*Records provided*.
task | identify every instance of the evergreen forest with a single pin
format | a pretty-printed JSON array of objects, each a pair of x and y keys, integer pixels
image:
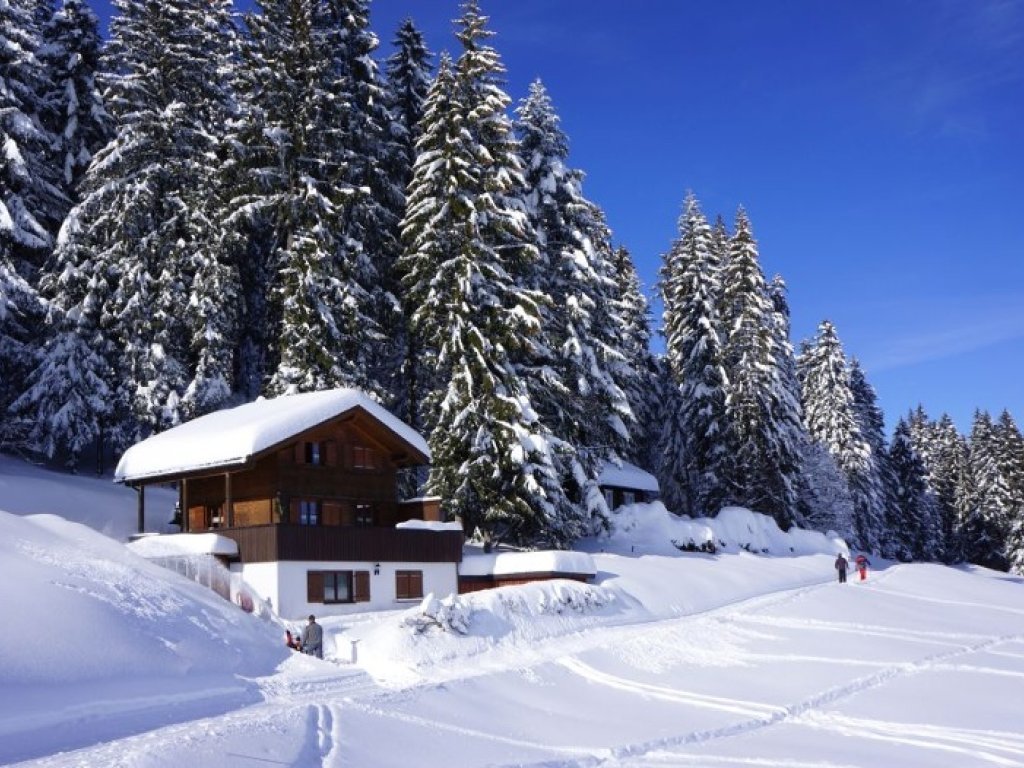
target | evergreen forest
[{"x": 207, "y": 207}]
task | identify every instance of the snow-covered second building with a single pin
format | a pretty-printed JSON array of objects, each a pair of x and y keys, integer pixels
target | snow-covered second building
[{"x": 306, "y": 487}]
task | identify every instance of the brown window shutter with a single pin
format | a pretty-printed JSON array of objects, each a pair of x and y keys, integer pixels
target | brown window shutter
[
  {"x": 332, "y": 513},
  {"x": 361, "y": 591},
  {"x": 314, "y": 586}
]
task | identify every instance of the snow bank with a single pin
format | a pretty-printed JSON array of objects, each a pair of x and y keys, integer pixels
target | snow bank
[
  {"x": 545, "y": 561},
  {"x": 91, "y": 629},
  {"x": 96, "y": 502},
  {"x": 230, "y": 436},
  {"x": 650, "y": 528},
  {"x": 428, "y": 525},
  {"x": 172, "y": 545},
  {"x": 627, "y": 476},
  {"x": 426, "y": 640}
]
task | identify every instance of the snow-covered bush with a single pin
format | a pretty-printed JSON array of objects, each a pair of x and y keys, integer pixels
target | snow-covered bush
[{"x": 448, "y": 614}]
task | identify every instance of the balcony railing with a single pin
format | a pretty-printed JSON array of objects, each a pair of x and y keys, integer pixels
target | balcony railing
[{"x": 344, "y": 544}]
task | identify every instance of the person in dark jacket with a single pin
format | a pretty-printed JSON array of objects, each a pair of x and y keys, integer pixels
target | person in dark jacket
[
  {"x": 312, "y": 638},
  {"x": 841, "y": 565}
]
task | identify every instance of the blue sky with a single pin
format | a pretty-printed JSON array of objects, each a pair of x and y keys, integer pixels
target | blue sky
[{"x": 878, "y": 147}]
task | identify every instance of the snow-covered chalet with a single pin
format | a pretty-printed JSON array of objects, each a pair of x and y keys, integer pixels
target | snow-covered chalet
[{"x": 303, "y": 491}]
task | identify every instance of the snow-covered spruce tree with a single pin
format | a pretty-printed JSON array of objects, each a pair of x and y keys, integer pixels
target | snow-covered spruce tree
[
  {"x": 640, "y": 389},
  {"x": 826, "y": 504},
  {"x": 763, "y": 414},
  {"x": 916, "y": 537},
  {"x": 1011, "y": 449},
  {"x": 695, "y": 470},
  {"x": 32, "y": 204},
  {"x": 988, "y": 523},
  {"x": 148, "y": 199},
  {"x": 408, "y": 75},
  {"x": 20, "y": 313},
  {"x": 875, "y": 486},
  {"x": 73, "y": 110},
  {"x": 1012, "y": 460},
  {"x": 577, "y": 377},
  {"x": 949, "y": 477},
  {"x": 832, "y": 421},
  {"x": 467, "y": 258},
  {"x": 370, "y": 222},
  {"x": 299, "y": 229}
]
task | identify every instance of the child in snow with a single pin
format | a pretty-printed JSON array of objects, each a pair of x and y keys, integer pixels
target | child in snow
[
  {"x": 862, "y": 563},
  {"x": 841, "y": 566}
]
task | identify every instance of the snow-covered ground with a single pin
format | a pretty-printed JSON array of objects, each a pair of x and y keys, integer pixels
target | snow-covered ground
[{"x": 735, "y": 658}]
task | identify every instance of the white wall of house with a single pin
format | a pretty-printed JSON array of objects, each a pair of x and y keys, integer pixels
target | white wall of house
[{"x": 284, "y": 584}]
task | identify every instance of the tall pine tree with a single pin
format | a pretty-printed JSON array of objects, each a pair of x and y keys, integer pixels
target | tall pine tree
[
  {"x": 695, "y": 469},
  {"x": 468, "y": 253},
  {"x": 577, "y": 375}
]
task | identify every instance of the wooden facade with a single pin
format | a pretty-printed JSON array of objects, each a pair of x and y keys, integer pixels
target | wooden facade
[
  {"x": 288, "y": 542},
  {"x": 477, "y": 583},
  {"x": 341, "y": 473}
]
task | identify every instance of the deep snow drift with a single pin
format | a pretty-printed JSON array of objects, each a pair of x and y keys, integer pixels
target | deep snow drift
[{"x": 735, "y": 658}]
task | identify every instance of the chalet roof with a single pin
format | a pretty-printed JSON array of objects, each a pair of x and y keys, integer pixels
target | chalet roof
[
  {"x": 521, "y": 563},
  {"x": 627, "y": 476},
  {"x": 182, "y": 545},
  {"x": 230, "y": 437}
]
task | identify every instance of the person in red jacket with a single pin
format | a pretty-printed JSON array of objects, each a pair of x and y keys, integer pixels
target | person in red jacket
[{"x": 862, "y": 563}]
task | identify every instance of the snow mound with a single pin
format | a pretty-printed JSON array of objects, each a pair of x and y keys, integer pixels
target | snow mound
[
  {"x": 93, "y": 630},
  {"x": 542, "y": 561},
  {"x": 98, "y": 503},
  {"x": 650, "y": 528},
  {"x": 425, "y": 640}
]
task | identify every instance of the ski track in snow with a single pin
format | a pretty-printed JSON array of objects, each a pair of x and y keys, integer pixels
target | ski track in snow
[
  {"x": 344, "y": 690},
  {"x": 808, "y": 712}
]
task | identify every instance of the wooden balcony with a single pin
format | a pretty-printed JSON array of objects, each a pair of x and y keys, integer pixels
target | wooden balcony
[{"x": 343, "y": 544}]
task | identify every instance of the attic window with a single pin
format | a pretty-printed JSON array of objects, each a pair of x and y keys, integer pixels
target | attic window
[
  {"x": 314, "y": 453},
  {"x": 363, "y": 458},
  {"x": 309, "y": 512}
]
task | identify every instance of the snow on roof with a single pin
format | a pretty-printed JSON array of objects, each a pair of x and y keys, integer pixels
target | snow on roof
[
  {"x": 545, "y": 561},
  {"x": 172, "y": 545},
  {"x": 627, "y": 476},
  {"x": 429, "y": 525},
  {"x": 231, "y": 436}
]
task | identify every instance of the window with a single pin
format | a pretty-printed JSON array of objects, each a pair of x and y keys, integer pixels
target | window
[
  {"x": 337, "y": 586},
  {"x": 409, "y": 585},
  {"x": 364, "y": 515},
  {"x": 314, "y": 453},
  {"x": 308, "y": 512},
  {"x": 363, "y": 458}
]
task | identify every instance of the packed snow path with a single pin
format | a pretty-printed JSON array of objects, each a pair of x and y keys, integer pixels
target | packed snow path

*Prompt*.
Would you return exactly the lines from the one containing "task | identify every instance of the packed" through the end of the listing, both included, and only them?

*Answer*.
task | identify every instance of the packed snow path with a single pin
format | a pretty-printed JSON array of objects, each a pair of x and y keys, integer pixels
target | packed snow path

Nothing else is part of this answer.